目標: 『らんまん』の記事のうち、「酒蔵を塩と酒で清めた上、綾自」から「に負けない歩みを予感させた。」までを一字も変えずに書き出してください。

引用文:
----------
『らんまん』森優理斗演じる万太郎が背負う当主の重責 踏まれて強くなるオオバコの心

 酒蔵を塩と酒で清めた上、綾自身も食事を抜かれて部屋に閉じ込められる。万太郎が許してほしいといくら頼んでもタキは聞いてくれない。「酒蔵には酒蔵の掟があるがじゃき」とタキ。そうなのだ。小さくても万太郎は峰屋の当主で、祖母と父を早くに亡くし、母のヒサ(広末涼子)も長患いで病床にある。涙を見せない綾はヒサが長くないと覚り、人がいないところで泣きじゃくる。万太郎の両肩にのしかかるものは重いが、それでも避けられない運命に抗い、母のために花を探そうとする。

 万太郎、綾、竹雄。子どもながらにそれぞれの現実に直面し、その意味をずっしり受け止めている。番頭の息子として奉公に励む竹雄は、早くも万太郎に振り回され気味で先が思いやられる。酒蔵に入った瞬間、綾が感じた胸の高鳴りは峰屋の未来につながるものだろうか。足元のオオバコに気付いた万太郎は目線が下を向いていて、偶然出会った天狗/坂本龍馬(ディーン・フジオカ)はその目を上へ向けさせたが、大地に根を張る存在に目を向けられるのは万太郎の良い部分である。ふと漏れた「強いのう。踏まれて強うなるがじゃろうか」のつぶやきが苦難に負けない歩みを予感させた。
----------
生データ:
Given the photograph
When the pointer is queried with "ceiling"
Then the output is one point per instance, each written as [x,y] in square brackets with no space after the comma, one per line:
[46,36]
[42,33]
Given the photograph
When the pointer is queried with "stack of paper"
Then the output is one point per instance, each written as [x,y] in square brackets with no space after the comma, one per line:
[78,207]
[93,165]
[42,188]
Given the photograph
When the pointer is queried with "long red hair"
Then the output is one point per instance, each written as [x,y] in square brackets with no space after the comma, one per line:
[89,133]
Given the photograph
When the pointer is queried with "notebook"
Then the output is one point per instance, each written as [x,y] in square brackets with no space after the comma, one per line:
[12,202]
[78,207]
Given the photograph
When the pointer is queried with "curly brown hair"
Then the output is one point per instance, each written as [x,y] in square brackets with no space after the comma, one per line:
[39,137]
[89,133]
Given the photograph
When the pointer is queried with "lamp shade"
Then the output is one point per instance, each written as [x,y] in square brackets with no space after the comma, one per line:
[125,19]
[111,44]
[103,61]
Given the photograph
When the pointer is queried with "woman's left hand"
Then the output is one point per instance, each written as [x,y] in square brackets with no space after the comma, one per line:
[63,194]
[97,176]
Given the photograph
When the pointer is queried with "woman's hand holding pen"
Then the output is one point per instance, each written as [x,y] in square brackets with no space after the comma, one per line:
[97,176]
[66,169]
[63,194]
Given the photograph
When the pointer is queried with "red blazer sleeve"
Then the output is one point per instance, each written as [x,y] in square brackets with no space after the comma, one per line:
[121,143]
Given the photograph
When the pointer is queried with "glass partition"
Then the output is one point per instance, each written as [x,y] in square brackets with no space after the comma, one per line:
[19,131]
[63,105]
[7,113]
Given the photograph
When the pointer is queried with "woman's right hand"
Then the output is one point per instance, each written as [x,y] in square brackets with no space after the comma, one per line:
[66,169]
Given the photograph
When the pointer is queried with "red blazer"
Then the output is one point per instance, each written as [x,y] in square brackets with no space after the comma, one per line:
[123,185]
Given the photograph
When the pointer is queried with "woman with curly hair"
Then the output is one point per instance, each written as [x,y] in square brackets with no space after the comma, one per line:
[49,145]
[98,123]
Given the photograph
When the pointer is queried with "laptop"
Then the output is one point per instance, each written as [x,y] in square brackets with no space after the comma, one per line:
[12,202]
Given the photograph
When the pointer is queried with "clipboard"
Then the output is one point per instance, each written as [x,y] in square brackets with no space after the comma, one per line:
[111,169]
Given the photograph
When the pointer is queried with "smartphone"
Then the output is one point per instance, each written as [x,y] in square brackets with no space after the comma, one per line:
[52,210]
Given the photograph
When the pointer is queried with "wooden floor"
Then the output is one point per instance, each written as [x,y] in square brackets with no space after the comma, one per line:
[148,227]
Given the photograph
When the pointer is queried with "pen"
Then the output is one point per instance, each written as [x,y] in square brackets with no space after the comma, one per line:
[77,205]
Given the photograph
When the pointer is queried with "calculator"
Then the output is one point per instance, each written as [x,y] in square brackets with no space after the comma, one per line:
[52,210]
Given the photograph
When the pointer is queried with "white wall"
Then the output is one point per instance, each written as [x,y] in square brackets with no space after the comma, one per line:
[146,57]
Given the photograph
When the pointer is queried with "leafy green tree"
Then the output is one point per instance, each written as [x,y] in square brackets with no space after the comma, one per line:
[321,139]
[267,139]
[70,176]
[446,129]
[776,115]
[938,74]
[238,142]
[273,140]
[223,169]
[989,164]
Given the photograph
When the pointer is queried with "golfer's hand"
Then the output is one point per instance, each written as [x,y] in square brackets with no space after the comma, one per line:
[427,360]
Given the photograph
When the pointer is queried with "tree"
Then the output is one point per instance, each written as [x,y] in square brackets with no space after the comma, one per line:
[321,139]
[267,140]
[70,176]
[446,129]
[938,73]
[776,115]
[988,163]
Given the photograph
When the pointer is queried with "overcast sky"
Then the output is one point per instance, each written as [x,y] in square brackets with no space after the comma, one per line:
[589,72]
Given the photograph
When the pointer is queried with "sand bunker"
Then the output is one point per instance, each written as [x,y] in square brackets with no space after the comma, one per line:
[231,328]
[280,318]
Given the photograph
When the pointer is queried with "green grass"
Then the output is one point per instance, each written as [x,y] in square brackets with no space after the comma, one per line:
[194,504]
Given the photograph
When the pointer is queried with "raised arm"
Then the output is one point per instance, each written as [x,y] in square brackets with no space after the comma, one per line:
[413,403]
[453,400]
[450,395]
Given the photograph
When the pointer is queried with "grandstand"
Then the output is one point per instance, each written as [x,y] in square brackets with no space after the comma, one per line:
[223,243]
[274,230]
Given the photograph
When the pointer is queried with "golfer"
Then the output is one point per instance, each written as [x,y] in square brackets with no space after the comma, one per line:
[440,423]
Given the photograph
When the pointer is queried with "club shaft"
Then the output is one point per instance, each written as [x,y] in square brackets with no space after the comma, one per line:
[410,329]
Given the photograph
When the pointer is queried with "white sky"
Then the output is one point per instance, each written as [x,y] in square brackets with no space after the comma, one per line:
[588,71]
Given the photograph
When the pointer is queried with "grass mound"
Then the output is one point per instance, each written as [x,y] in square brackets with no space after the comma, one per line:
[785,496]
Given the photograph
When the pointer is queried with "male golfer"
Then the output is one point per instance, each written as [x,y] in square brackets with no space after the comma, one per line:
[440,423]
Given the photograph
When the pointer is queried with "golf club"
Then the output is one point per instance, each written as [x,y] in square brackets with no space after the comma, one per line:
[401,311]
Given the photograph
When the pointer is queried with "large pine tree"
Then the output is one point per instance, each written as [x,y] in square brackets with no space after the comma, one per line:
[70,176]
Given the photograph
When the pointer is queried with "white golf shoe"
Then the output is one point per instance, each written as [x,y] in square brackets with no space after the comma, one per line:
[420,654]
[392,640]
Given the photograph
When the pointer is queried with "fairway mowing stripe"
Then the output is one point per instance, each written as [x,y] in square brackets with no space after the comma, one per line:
----------
演習の解答:
酒蔵を塩と酒で清めた上、綾自身も食事を抜かれて部屋に閉じ込められる。万太郎が許してほしいといくら頼んでもタキは聞いてくれない。「酒蔵には酒蔵の掟があるがじゃき」とタキ。そうなのだ。小さくても万太郎は峰屋の当主で、祖母と父を早くに亡くし、母のヒサ(広末涼子)も長患いで病床にある。涙を見せない綾はヒサが長くないと覚り、人がいないところで泣きじゃくる。万太郎の両肩にのしかかるものは重いが、それでも避けられない運命に抗い、母のために花を探そうとする。

 万太郎、綾、竹雄。子どもながらにそれぞれの現実に直面し、その意味をずっしり受け止めている。番頭の息子として奉公に励む竹雄は、早くも万太郎に振り回され気味で先が思いやられる。酒蔵に入った瞬間、綾が感じた胸の高鳴りは峰屋の未来につながるものだろうか。足元のオオバコに気付いた万太郎は目線が下を向いていて、偶然出会った天狗/坂本龍馬(ディーン・フジオカ)はその目を上へ向けさせたが、大地に根を張る存在に目を向けられるのは万太郎の良い部分である。ふと漏れた「強いのう。踏まれて強うなるがじゃろうか」のつぶやきが苦難に負けない歩みを予感させた。